▶ _Given instruction_: Locate every line in the items below that contains the word "window", and copy each such line.

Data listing
.....
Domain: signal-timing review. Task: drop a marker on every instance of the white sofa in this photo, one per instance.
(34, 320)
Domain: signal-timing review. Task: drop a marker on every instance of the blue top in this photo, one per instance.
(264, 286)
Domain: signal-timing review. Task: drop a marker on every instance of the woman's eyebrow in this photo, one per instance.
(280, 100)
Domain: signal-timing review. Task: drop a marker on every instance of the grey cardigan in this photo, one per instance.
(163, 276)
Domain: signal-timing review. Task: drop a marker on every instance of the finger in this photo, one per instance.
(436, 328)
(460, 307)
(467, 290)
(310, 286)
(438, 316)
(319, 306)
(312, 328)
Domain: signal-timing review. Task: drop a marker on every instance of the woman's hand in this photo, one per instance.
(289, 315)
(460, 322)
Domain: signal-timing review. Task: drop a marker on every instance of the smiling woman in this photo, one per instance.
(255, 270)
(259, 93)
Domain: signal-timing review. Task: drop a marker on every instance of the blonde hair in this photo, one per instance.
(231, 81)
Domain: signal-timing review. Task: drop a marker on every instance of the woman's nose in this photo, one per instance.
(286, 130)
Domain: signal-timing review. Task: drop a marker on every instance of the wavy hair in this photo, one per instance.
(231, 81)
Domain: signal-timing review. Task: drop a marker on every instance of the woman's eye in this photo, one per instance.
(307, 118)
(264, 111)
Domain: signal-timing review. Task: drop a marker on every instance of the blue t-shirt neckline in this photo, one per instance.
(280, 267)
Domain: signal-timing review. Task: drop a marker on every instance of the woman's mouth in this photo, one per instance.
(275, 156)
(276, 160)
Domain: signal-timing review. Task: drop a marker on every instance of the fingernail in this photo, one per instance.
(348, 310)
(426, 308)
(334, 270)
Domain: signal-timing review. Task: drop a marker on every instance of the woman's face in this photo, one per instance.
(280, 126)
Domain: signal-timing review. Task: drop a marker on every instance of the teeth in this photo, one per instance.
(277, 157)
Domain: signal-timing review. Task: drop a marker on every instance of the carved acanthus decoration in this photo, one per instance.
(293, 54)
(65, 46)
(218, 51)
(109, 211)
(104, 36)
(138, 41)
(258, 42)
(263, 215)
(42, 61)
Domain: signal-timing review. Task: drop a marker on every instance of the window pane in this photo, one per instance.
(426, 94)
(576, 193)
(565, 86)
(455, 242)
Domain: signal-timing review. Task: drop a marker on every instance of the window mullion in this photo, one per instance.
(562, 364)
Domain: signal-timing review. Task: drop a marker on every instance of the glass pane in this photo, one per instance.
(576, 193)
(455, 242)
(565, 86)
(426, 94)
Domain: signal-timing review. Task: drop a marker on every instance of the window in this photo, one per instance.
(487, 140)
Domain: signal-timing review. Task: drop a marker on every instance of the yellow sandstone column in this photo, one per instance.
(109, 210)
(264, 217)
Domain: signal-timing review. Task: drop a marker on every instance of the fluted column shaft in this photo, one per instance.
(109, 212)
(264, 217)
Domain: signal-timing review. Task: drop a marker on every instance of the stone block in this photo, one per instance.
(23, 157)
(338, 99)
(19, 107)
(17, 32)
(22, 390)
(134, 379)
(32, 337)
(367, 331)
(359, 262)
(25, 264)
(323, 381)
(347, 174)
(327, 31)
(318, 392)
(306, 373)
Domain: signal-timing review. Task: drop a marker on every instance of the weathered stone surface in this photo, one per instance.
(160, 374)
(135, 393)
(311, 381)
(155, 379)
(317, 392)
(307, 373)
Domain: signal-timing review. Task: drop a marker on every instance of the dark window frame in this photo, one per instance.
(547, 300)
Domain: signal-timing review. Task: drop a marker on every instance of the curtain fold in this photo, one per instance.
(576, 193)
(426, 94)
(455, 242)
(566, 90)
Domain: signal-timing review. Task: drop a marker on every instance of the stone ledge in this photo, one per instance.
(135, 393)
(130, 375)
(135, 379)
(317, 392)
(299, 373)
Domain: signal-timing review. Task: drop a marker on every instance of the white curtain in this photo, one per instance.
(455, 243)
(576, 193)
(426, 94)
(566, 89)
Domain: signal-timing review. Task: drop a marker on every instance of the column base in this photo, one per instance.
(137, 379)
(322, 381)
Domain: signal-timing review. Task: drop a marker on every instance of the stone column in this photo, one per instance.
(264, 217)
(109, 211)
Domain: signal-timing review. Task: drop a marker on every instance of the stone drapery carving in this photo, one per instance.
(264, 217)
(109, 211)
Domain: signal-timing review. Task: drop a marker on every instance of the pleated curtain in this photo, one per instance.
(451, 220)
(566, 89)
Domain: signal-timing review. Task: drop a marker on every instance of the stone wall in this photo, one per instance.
.....
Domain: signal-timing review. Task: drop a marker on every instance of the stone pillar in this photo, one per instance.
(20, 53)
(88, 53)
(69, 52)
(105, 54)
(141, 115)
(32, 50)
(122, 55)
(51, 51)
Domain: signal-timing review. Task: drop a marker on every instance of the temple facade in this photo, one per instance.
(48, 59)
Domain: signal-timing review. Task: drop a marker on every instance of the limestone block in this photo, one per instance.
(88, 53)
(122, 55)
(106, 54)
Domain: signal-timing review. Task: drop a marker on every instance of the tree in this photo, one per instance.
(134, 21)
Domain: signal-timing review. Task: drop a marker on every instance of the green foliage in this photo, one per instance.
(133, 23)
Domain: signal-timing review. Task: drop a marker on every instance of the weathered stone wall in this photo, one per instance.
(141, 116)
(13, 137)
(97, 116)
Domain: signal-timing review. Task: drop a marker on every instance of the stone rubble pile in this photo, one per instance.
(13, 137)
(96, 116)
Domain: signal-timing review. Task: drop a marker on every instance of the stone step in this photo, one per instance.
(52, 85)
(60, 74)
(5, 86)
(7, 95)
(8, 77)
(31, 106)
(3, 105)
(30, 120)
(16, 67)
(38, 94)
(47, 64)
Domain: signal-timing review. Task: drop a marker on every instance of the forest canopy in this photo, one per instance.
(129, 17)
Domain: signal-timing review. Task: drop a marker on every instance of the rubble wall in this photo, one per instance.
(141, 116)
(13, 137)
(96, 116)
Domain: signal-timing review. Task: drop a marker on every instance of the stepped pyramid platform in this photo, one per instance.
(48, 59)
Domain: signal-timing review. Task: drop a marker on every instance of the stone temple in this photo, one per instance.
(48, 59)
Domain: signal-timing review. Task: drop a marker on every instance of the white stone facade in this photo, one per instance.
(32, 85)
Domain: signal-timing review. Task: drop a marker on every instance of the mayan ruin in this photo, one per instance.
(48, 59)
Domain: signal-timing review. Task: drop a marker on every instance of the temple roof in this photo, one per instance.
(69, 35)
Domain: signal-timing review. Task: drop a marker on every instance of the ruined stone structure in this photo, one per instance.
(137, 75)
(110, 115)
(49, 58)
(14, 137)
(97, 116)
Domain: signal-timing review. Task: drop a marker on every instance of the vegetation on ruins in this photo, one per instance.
.....
▶ _Task solution_:
Domain: signal-timing review. Task: drop a marker on every instance of the window pane in this photo, one per instance.
Domain: signal-timing review. Task: drop a marker on every instance of the window mullion in this photo, one per instance.
Domain: signal-timing review. Task: drop a marker on every instance of the window in this photo, one per instance.
Domain: signal-timing review. Task: drop a marker on every instance of the dark window frame in this photo, one per instance.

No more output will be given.